Find the line that contains "of the shrub.". Output it and every line after it to the end of the records, exactly as they appear.

***** RECORDS FOR THE EXERCISE

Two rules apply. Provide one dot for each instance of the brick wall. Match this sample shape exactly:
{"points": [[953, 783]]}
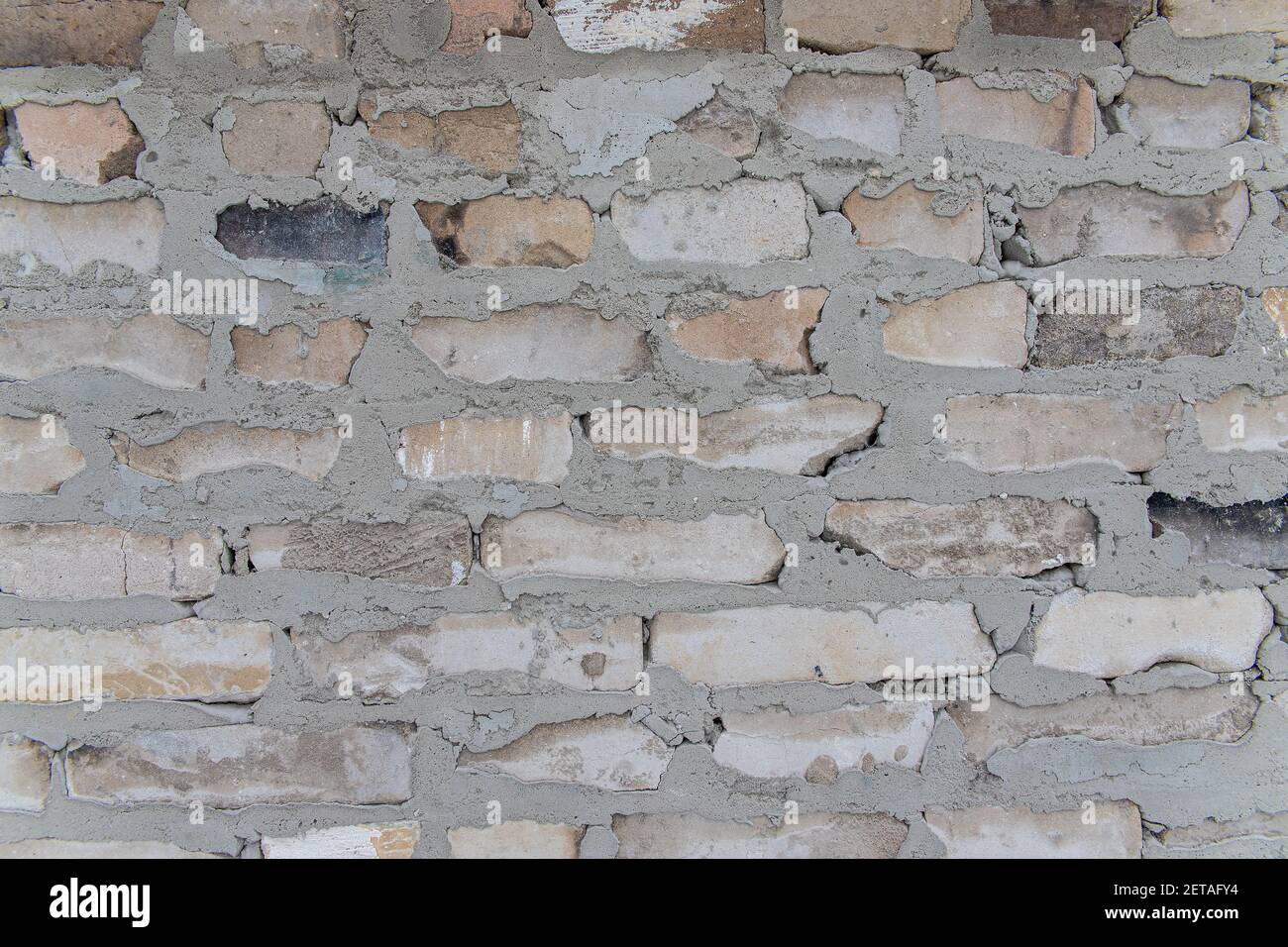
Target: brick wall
{"points": [[330, 337]]}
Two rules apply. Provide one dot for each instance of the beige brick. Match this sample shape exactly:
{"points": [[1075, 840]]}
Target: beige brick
{"points": [[979, 326], [500, 646], [606, 753], [78, 562], [906, 221], [1108, 634], [31, 463], [773, 644], [88, 144], [561, 343], [243, 764], [722, 548], [996, 536], [185, 660], [1038, 433], [532, 449]]}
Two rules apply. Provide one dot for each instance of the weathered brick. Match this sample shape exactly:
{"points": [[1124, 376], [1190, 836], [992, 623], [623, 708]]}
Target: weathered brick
{"points": [[772, 744], [1192, 321], [789, 643], [485, 137], [760, 330], [605, 26], [997, 536], [532, 449], [24, 774], [281, 140], [906, 221], [33, 463], [243, 764], [604, 656], [67, 236], [1037, 433], [863, 110], [1108, 634], [608, 753], [1170, 115], [63, 33], [287, 354], [88, 144], [721, 548], [381, 840], [743, 223], [990, 831], [185, 660], [979, 326], [78, 562], [814, 835], [844, 26], [505, 231], [1241, 420], [436, 551], [1112, 221]]}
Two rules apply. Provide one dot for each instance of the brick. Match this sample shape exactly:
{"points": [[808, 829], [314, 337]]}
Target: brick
{"points": [[1151, 719], [505, 231], [785, 437], [906, 221], [996, 536], [88, 144], [1065, 20], [475, 20], [1112, 221], [606, 753], [436, 551], [24, 774], [722, 548], [1192, 321], [77, 562], [760, 330], [1170, 115], [536, 343], [249, 26], [979, 326], [381, 840], [287, 354], [31, 463], [516, 839], [745, 223], [814, 835], [863, 110], [153, 348], [1038, 433], [485, 137], [1108, 634], [842, 26], [67, 236], [185, 660], [774, 744], [1065, 125], [990, 831], [243, 764], [64, 33], [281, 140], [773, 644], [531, 449], [605, 26], [1248, 534], [1263, 421], [604, 656]]}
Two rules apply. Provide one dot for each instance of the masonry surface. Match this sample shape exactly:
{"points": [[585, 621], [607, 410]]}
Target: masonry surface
{"points": [[362, 575]]}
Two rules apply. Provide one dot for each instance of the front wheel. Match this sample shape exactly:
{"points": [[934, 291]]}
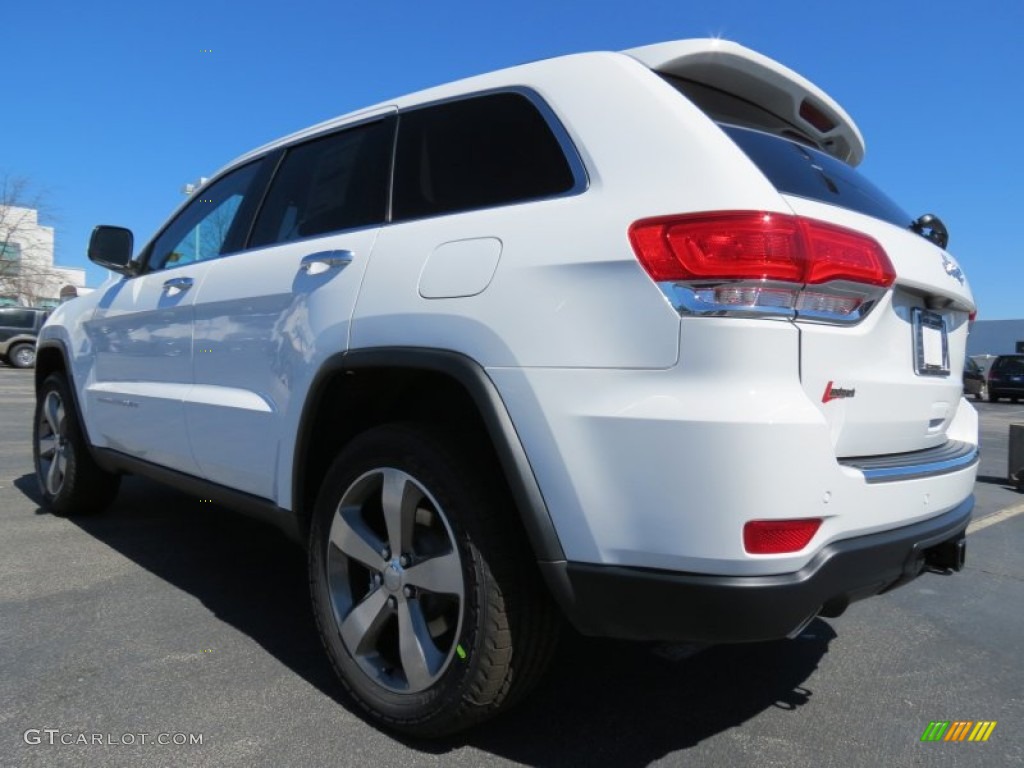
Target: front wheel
{"points": [[70, 480], [430, 609]]}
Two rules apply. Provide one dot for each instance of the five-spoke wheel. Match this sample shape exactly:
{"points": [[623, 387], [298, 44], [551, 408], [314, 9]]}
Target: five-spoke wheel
{"points": [[428, 604], [395, 580], [52, 442]]}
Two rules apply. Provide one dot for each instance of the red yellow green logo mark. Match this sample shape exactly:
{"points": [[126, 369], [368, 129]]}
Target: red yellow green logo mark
{"points": [[958, 730]]}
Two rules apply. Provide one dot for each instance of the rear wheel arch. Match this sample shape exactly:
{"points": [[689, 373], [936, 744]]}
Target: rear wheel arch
{"points": [[355, 391]]}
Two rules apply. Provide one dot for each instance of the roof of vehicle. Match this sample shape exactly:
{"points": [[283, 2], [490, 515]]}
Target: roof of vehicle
{"points": [[732, 68], [716, 62]]}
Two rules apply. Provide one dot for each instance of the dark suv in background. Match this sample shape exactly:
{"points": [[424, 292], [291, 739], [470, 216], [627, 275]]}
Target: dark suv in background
{"points": [[18, 329], [1006, 378]]}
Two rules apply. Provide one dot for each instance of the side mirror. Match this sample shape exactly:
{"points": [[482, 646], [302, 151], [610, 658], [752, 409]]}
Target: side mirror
{"points": [[111, 247]]}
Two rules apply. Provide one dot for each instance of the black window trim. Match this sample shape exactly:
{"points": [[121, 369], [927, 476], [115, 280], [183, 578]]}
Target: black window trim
{"points": [[581, 177], [271, 161], [384, 116]]}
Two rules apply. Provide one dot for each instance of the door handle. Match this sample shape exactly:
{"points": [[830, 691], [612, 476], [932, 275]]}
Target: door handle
{"points": [[315, 263], [175, 286]]}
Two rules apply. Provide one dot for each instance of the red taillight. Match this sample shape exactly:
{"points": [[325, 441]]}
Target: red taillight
{"points": [[757, 246], [777, 537]]}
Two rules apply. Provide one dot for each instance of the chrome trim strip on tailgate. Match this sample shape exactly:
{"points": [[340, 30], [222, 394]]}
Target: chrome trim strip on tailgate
{"points": [[950, 457]]}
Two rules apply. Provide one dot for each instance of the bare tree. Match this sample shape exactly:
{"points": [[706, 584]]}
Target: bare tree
{"points": [[27, 272]]}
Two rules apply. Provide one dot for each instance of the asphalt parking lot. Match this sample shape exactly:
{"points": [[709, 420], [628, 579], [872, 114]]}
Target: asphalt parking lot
{"points": [[173, 619]]}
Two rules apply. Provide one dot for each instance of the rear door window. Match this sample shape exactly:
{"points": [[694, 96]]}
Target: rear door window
{"points": [[476, 153]]}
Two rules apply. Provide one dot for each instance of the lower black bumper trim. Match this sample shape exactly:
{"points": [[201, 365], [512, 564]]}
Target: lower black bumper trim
{"points": [[649, 604]]}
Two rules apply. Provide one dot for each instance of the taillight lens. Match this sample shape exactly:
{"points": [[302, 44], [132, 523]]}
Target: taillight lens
{"points": [[733, 260], [778, 537]]}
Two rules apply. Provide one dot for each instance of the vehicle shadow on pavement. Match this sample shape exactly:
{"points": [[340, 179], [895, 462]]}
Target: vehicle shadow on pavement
{"points": [[603, 702]]}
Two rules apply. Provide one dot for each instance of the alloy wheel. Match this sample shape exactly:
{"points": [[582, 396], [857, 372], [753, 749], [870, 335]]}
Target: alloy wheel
{"points": [[53, 444], [395, 581]]}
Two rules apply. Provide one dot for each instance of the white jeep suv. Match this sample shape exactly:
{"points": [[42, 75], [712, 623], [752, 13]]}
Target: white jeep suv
{"points": [[623, 338]]}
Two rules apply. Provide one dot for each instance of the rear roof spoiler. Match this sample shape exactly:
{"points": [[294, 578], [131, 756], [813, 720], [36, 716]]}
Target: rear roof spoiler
{"points": [[731, 68]]}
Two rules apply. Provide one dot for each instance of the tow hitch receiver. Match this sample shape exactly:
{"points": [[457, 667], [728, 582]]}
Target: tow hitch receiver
{"points": [[946, 557]]}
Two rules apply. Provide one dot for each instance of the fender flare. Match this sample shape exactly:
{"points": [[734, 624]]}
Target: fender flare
{"points": [[473, 378]]}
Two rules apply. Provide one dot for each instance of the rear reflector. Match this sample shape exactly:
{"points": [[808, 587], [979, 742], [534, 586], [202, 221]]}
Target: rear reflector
{"points": [[777, 537], [753, 245], [815, 117]]}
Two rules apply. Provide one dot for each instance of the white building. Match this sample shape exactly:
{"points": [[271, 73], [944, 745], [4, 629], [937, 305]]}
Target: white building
{"points": [[28, 276]]}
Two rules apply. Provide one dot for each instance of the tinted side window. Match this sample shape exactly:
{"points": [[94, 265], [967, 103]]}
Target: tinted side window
{"points": [[17, 318], [475, 153], [332, 183], [209, 226]]}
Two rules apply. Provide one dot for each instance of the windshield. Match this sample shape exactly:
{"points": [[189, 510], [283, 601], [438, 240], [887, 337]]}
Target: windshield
{"points": [[797, 169]]}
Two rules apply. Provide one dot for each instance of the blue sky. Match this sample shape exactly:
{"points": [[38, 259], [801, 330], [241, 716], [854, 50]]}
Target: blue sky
{"points": [[112, 107]]}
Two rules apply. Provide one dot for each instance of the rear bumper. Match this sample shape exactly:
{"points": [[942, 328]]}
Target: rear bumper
{"points": [[650, 604]]}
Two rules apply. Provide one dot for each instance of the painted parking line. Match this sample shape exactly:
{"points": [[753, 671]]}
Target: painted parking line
{"points": [[1004, 514]]}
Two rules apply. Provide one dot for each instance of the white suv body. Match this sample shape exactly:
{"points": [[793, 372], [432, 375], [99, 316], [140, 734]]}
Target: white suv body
{"points": [[652, 408]]}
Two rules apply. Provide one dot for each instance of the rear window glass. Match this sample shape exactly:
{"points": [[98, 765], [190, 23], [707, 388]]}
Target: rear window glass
{"points": [[797, 169], [476, 153]]}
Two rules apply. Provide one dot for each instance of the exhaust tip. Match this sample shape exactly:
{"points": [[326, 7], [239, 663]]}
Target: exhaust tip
{"points": [[948, 557]]}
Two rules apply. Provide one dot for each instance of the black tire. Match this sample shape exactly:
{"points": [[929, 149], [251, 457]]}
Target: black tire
{"points": [[485, 647], [22, 355], [71, 482]]}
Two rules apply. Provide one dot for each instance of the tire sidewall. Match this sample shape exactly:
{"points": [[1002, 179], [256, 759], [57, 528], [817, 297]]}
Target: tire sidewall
{"points": [[409, 451]]}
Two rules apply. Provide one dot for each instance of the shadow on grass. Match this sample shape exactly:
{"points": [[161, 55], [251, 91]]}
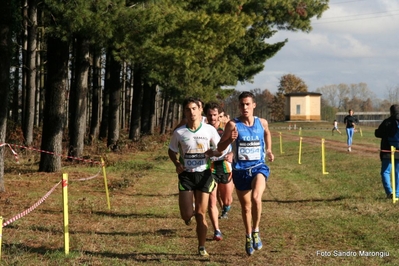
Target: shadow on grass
{"points": [[306, 200], [14, 248], [131, 215], [156, 257]]}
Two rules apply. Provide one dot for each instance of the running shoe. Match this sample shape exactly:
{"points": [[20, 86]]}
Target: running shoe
{"points": [[257, 243], [249, 246], [202, 252], [225, 210], [189, 221], [218, 235], [223, 215]]}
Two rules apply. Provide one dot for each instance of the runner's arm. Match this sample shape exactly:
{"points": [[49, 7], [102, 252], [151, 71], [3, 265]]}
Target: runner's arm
{"points": [[229, 136], [175, 161], [268, 140]]}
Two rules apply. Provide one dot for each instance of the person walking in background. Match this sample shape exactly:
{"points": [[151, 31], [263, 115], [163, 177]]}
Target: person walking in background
{"points": [[350, 122], [221, 172], [335, 127], [193, 141], [252, 144], [389, 134]]}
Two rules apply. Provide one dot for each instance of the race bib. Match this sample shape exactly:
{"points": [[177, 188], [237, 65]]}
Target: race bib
{"points": [[249, 150], [192, 160]]}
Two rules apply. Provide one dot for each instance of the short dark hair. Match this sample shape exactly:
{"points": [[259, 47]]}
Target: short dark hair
{"points": [[246, 94], [188, 100], [212, 105]]}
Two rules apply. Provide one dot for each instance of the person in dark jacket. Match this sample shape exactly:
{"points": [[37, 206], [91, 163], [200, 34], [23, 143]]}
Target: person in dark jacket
{"points": [[387, 131]]}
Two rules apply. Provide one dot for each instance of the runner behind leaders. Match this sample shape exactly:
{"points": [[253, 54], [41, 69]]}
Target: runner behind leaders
{"points": [[389, 133], [335, 127], [221, 172], [251, 137], [192, 142], [350, 122]]}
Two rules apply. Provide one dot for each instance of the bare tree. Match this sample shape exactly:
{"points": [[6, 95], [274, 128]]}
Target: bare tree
{"points": [[5, 55]]}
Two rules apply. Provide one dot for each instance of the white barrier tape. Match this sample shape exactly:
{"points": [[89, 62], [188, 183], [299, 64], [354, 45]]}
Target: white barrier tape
{"points": [[13, 152], [34, 206]]}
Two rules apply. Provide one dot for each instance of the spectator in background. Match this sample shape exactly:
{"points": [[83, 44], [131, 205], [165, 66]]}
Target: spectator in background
{"points": [[389, 134], [350, 122]]}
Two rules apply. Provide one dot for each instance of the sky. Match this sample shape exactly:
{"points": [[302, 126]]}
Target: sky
{"points": [[355, 41]]}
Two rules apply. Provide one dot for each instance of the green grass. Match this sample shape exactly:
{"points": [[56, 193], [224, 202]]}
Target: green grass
{"points": [[305, 213]]}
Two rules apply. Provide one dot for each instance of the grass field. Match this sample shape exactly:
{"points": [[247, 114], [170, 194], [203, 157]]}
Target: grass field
{"points": [[309, 218]]}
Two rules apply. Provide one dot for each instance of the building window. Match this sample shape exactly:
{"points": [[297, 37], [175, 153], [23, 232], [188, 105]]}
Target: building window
{"points": [[298, 109]]}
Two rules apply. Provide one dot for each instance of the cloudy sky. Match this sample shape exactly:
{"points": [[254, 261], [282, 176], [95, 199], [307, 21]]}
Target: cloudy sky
{"points": [[354, 41]]}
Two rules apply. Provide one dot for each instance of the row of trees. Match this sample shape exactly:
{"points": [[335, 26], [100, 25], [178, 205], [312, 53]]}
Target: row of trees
{"points": [[92, 67]]}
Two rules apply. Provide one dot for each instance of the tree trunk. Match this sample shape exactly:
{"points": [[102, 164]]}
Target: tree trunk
{"points": [[96, 93], [54, 108], [5, 55], [78, 103], [15, 92], [114, 103], [135, 123], [105, 111], [165, 114], [148, 110], [24, 47], [29, 110], [123, 95]]}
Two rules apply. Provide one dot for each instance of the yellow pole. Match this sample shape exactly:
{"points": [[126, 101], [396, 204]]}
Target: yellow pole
{"points": [[281, 144], [105, 183], [394, 199], [323, 163], [65, 202], [300, 150], [1, 234]]}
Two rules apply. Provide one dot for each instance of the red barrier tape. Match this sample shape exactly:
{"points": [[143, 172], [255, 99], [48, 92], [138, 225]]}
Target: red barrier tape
{"points": [[34, 206], [13, 152], [48, 152]]}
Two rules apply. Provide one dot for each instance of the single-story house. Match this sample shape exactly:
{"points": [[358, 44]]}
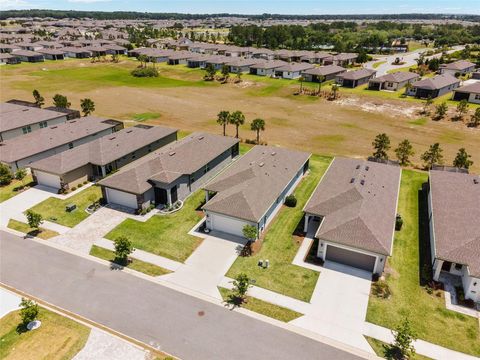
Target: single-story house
{"points": [[353, 211], [470, 92], [433, 87], [171, 173], [253, 189], [98, 158], [21, 151], [292, 70], [323, 73], [17, 120], [393, 81], [454, 213], [460, 67], [355, 78]]}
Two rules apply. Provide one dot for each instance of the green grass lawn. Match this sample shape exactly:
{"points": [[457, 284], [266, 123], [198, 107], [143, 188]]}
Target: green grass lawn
{"points": [[427, 313], [138, 265], [264, 308], [22, 227], [14, 188], [59, 338], [280, 247], [53, 209], [165, 235]]}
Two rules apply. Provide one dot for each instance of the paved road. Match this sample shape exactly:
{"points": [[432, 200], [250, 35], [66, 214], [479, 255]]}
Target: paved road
{"points": [[147, 311]]}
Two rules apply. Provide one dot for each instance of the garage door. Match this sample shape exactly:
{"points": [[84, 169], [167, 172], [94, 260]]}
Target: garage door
{"points": [[121, 198], [227, 225], [351, 258], [47, 179]]}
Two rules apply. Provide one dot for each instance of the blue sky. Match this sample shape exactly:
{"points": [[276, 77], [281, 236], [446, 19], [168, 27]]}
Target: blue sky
{"points": [[256, 7]]}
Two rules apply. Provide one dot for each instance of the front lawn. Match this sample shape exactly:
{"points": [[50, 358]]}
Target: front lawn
{"points": [[263, 307], [165, 235], [53, 209], [41, 233], [427, 313], [14, 188], [280, 247], [58, 338], [138, 265]]}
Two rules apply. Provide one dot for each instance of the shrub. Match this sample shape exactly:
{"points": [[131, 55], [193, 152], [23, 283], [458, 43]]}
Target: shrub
{"points": [[291, 201], [145, 72]]}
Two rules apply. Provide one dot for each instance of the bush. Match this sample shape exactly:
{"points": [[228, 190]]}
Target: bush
{"points": [[291, 201], [145, 72]]}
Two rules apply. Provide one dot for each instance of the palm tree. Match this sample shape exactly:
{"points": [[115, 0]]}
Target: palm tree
{"points": [[237, 118], [258, 125], [223, 118]]}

**********

* [CORRECT RESPONSE]:
Two rules apply. Provide one dot for each instance of the shrub. Match this sample shape exactly:
{"points": [[131, 55], [193, 152], [23, 283], [458, 43]]}
Target: shrub
{"points": [[291, 201], [145, 72]]}
Two rules apply. Provide one dot for each instance of the bush. Match this sample shape exactly:
{"points": [[228, 190]]}
Target: bush
{"points": [[291, 201], [145, 72]]}
Two rules apply. Provide one dot for each instance of the palm tree. Match this sample shape exactly:
{"points": [[115, 0]]}
Target: palm tree
{"points": [[237, 118], [258, 125], [223, 118]]}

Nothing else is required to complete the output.